:: SUPPLIED TEXT ::
At that time, INCO, Ltd. Spokesperson Steve Mitchell asserted, “There was no exposure to nickel that had been contaminated by radiation. What it was, was a raw material.”
 
However, Clifford Honicker’s study for the American Environmental Health Studies Project details that nickel carbonyl (nickel tetracarbonyl) is highly toxic and linked to cancer. The HD article and others explain that it is used to “produce high purity nickel and to deposit nickel coatings on other materials.”
 
Jim Ross, the HD writer, quoted retiree Ray Adkins in 2001 as stating all the guys he worked with at the Pilot Plant had passed away. “All the people were under FBI clearance,” Adkins told Ross, adding, “they used a lot of air compressors and a lot of water. I always thought they cleansed some radioactive waste… I heard from a truck driver that they pass uranium through nickel.”
 
A union meeting in 2006 suggested that possibly contaminated portions of the secret plant were removed prior to its actual decommissioning and demolition in 1979, where trucks took remains to a classified Piketon burial site (where the trucks themselves were entombed), and the location capped several years later.
 
The H-D quoted Richard Barbour as a worker who for six years sealed, tagged and shipped nickel powder containers and vacuumed trucks “returning from deliveries to the uranium enrichment plant in Oak Ridge, Tennessee.”
 
Based on the H-D interview, the former Pilot/Reduction plant had two stories. Nearly pure powder came down from an upper floor through a tube which then filled a 20-gallon container. Nickel arrived at the plant in clumps “the size of gravel or cinders… at some point in the production process, it was a liquid but not a molten liquid,” Barbour told the HD in 2001.
:::
:: GIVEN RECORDS ::
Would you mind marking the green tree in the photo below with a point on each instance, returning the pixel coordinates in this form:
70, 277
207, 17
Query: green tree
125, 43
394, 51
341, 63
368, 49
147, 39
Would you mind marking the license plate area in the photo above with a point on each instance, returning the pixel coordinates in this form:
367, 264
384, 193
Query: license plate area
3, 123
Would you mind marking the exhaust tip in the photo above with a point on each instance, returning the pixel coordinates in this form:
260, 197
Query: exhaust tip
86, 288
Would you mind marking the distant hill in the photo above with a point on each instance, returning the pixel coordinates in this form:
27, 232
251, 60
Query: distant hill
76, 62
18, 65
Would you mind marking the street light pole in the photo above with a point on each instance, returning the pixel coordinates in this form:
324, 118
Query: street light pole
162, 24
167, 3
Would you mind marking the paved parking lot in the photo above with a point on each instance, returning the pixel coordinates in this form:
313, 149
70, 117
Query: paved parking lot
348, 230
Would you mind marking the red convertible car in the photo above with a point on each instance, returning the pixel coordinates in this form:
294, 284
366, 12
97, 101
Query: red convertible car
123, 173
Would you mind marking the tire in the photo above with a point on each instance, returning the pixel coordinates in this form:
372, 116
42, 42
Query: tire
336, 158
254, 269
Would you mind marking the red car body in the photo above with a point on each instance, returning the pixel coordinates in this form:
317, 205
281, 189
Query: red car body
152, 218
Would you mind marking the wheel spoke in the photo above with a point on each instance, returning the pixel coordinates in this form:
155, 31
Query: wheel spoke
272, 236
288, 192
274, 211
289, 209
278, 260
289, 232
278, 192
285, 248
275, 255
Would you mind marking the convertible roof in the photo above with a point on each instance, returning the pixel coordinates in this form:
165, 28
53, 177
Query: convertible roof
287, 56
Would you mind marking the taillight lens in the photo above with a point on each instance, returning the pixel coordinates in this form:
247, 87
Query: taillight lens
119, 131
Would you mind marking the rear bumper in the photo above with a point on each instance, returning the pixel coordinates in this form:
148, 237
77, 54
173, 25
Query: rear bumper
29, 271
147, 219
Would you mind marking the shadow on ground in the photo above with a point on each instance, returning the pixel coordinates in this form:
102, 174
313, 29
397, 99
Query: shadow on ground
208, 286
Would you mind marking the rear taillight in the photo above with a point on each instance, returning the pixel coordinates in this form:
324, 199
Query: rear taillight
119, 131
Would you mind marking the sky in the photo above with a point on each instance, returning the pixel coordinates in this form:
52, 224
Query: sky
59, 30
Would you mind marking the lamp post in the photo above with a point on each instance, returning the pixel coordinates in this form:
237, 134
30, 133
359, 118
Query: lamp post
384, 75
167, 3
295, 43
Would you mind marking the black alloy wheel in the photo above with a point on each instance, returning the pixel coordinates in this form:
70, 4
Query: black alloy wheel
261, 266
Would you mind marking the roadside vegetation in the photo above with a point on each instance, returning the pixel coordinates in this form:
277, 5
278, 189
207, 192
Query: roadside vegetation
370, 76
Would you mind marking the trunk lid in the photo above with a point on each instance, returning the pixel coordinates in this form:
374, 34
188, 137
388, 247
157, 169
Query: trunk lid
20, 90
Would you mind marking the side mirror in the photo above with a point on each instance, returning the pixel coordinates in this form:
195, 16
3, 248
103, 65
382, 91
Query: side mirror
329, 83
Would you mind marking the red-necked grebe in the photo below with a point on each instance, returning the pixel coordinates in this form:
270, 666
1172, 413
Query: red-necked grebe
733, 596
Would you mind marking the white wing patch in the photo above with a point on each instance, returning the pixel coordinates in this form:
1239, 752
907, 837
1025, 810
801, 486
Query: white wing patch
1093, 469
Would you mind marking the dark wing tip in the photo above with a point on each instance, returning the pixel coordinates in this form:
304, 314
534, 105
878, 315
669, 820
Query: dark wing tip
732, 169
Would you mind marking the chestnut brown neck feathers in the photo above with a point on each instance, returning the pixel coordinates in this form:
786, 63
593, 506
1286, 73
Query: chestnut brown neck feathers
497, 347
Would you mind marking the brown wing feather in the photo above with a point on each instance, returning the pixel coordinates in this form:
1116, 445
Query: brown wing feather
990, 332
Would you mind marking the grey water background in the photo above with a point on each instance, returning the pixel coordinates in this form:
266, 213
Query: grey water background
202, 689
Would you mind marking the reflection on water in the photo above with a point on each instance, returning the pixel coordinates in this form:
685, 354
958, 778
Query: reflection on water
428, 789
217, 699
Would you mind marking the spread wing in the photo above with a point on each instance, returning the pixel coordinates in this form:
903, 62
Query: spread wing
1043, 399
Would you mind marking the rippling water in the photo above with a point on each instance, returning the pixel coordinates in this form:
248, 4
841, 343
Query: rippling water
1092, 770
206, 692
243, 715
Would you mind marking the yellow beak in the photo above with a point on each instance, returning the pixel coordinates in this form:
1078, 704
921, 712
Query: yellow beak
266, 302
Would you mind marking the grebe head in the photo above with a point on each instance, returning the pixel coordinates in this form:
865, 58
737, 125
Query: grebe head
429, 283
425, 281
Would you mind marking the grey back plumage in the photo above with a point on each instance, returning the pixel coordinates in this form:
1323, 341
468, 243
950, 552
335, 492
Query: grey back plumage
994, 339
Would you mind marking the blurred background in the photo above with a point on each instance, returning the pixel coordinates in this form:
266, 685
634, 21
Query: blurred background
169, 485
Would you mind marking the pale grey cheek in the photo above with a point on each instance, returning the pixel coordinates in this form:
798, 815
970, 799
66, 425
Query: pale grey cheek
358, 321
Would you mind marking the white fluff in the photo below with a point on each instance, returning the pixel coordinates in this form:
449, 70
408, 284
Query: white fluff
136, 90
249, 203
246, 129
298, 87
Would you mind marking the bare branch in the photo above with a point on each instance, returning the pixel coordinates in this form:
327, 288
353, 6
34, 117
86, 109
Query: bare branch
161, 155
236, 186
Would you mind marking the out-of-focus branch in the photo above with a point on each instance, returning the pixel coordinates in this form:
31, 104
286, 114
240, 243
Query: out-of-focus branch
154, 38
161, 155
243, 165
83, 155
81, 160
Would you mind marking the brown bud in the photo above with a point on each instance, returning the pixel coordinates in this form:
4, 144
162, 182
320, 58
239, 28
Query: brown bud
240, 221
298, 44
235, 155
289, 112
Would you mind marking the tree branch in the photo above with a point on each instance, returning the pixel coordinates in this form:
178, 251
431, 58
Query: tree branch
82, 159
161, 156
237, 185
:::
[EXERCISE SET]:
1/ Answer these questions about the Pilot Plant text, one line each:
(a) According to Steve Mitchell, what was the nickel?
(b) In what year were the plant's decommissioning and demolition?
(c) What size container did the tube from the upper floor fill?
2/ Say whether each statement agrees with the Pilot Plant text, giving yes or no with the deciding words quoted:
(a) Ray Adkins said all the people were under FBI clearance.
(b) Nickel arrived at the plant as a fine powder.
(c) The former Pilot/Reduction plant had three stories.
3/ Please summarize the Pilot Plant text in two sentences.

[RESPONSES BY ITEM NUMBER]:
1/
(a) A raw material.
(b) 1979.
(c) A 20-gallon container.

2/
(a) Yes: "All the people were under FBI clearance"
(b) No: "Nickel arrived at the plant in clumps"
(c) No: "the former Pilot/Reduction plant had two stories"

3/ An INCO, Ltd. spokesperson denied any exposure to radiation-contaminated nickel, but Clifford Honicker's study links nickel carbonyl to cancer, and retiree Ray Adkins thought the plant cleansed some radioactive waste. A 2006 union meeting suggested that possibly contaminated parts of the plant went to a classified Piketon burial site before its 1979 demolition, and worker Richard Barbour described shipping nickel powder containers and vacuuming trucks that returned from the Oak Ridge uranium enrichment plant.